Switch "thickest" to "widest" everywhere it appears in the items below, and give the lines again with nothing else changed. Leave the pictures out of your answer.

[Dataset items about object locations]
===============
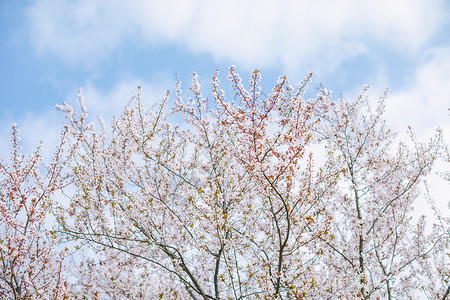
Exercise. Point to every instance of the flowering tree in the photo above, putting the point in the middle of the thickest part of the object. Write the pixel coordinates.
(375, 250)
(214, 199)
(30, 265)
(220, 205)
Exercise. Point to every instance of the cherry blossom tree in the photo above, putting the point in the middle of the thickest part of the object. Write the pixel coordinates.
(218, 197)
(376, 251)
(209, 198)
(31, 264)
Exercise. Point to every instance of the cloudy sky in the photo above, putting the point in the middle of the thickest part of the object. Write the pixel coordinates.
===============
* [WRITTEN RESPONSE]:
Exercise. Point to every instance of the flowering tree in the photo above, putting the point in the middle of the widest part of the object. Write the pixel coordinates.
(375, 250)
(214, 199)
(30, 265)
(220, 205)
Exercise. Point to every instance of the cherry blossom tree in the photo above, putting the point in the middle of the widest part of the object. Write the pixel coordinates.
(218, 197)
(376, 251)
(209, 198)
(31, 264)
Exercise. Point to every instance of the cloudy sky in the photo above, putting the point in the middle of the widest part of the object. Write the pixel coordinates.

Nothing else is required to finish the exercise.